▸ Problems to solve
1. Please copy the column on retirees and price hikes word for word, from "We know our" up to and including "would impact you.".
2. Using the column on retirees and price hikes, mark each statement yes or no according to whether it agrees with the column, and quote the words that decide it. (a) The liability insurance levels have gone unadjusted for some 40 years. (b) One idea would add a quarter to the price of gasoline. (c) McCain decided to close his Prescott office.

▸ Quoted passage
BEGIN
Friday Catchall: Not all retirees can afford price hikes
The Friday Catchall:
• FIXED INCOME — Have you heard about the ideas of higher car insurance or more gas taxes floating through the Legislature?
The first involves liability insurance levels, which have not been adjusted in some 40 years. The others are the concepts of adding a $30 annual insurance fee and a dime to gasoline – both to pay for roads. The former is sponsored by Sen. Kate Brophy McGee, R-Phoenix; the latter are the brainchild of Rep. Noel Campbell, R-Prescott. (Neither were available for comment before press time.)
I understand that the current insurance levels “send a signal or a message to Arizona consumers that this is enough, that if I buy this, it’ll be OK,” and really it’s not, McGee told Capitol Media Services. I also agree that roads never seem to stay up with traffic demands, because of Department of Transportation (state) funding levels.
What about the opinion of an end user? Say, for example, a senior citizen? Meet Lorraine Giambrone of Prescott. She writes, they “ought to do some research on the number of families, as well as single heads of household, who are low income or have no income at all.”
A couple bucks more on car insurance and a 10-cent hike on gas, she said, “Are you kidding us?!”
Her argument is that low-income families are barely getting by now. They also are dealing with regular increases for electricity, natural gas/propane, water, cable, telephone, and more, she wrote.
We’ve all figured the budget and revenue problems at the federal and state levels would trickle down eventually. Just this week my coffee increased by a dollar because, the clerk said, “the owners have to pay for the minimum wage increase.”
I get it, and now will make a choice. Yet, let’s not forget the Baby Boomer generation is swelling the retirement rolls – and not all retirees have even good plans for life after leaving the workforce. This is not an argument for socialism, it is reality: what about the seniors? Do we want them choosing insurance over medication? It happens.
We know our system of pensions is flawed; the Average Joe’s dependency on Social Security and a measly 401K, if at all, are leaking too. Call or email me to share how this would impact you.
• CALLING OUR SENATORS — We’ve heard from many readers saying they’re having problems when calling the offices of U.S. Sens. John McCain and Jeff Flake – to the point where they’re hearing the voice message inbox is “full.” In light of the current political climate and McCain deciding to close his Prescott office, I reached out to both.
They replied that they are working to review and answer all messages — regardless of whether it’s submitted by phone, email or post. And, frankly, they’re receiving thousands of calls.
Take heart though, if the phone call does not work, email them. For McCain, visit www.mccain.senate.gov and click on “Contact.” For Flake, visit www.flake.senate.gov and click on “Email Jeff.”
I’m sure they still want to hear from you!
END
▸ Study material
BEGIN
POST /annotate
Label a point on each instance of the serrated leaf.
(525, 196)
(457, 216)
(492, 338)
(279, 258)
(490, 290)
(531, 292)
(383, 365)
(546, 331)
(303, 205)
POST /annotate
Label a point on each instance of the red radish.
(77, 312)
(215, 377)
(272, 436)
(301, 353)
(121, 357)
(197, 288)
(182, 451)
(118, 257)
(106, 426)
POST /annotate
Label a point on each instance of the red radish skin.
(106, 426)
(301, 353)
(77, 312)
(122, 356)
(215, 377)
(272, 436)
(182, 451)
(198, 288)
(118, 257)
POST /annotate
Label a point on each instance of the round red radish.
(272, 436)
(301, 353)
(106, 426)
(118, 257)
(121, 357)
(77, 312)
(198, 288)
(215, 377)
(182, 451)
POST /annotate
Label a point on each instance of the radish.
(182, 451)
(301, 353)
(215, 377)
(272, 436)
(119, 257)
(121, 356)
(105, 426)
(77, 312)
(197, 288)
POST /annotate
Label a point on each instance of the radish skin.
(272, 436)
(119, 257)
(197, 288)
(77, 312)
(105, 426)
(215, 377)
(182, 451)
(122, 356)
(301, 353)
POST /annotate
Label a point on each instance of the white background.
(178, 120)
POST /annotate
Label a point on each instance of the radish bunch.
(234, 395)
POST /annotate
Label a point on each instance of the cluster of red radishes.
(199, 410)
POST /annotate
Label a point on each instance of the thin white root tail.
END
BEGIN
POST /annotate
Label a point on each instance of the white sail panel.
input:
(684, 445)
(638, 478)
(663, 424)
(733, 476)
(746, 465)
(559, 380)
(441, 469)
END
BEGIN
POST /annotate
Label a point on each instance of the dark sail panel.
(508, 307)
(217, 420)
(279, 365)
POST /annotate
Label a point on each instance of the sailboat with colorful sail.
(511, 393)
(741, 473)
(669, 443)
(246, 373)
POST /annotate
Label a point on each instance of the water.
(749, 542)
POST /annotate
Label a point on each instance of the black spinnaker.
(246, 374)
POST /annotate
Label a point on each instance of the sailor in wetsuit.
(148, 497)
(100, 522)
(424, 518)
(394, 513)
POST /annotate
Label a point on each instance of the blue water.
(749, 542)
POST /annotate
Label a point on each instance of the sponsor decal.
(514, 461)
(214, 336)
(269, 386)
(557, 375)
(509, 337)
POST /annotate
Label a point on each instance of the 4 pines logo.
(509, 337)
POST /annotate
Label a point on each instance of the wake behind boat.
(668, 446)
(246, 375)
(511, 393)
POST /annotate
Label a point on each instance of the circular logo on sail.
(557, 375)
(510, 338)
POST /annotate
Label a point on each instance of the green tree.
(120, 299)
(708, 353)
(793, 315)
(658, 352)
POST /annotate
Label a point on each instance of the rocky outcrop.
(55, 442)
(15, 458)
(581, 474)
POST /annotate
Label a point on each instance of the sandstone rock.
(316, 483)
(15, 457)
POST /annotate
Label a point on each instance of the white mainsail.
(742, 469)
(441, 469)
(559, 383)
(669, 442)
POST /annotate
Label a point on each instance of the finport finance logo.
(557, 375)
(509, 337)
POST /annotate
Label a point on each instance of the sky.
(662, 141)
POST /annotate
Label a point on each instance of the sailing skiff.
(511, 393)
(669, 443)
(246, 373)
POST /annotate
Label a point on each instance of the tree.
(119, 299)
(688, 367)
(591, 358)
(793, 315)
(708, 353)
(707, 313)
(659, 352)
END
▸ Task-by-task outputs
1.
We know our system of pensions is flawed; the Average Joe’s dependency on Social Security and a measly 401K, if at all, are leaking too. Call or email me to share how this would impact you.

2.
(a) Yes: "which have not been adjusted in some 40 years"
(b) No: "adding a $30 annual insurance fee and a dime to gasoline"
(c) Yes: "McCain deciding to close his Prescott office"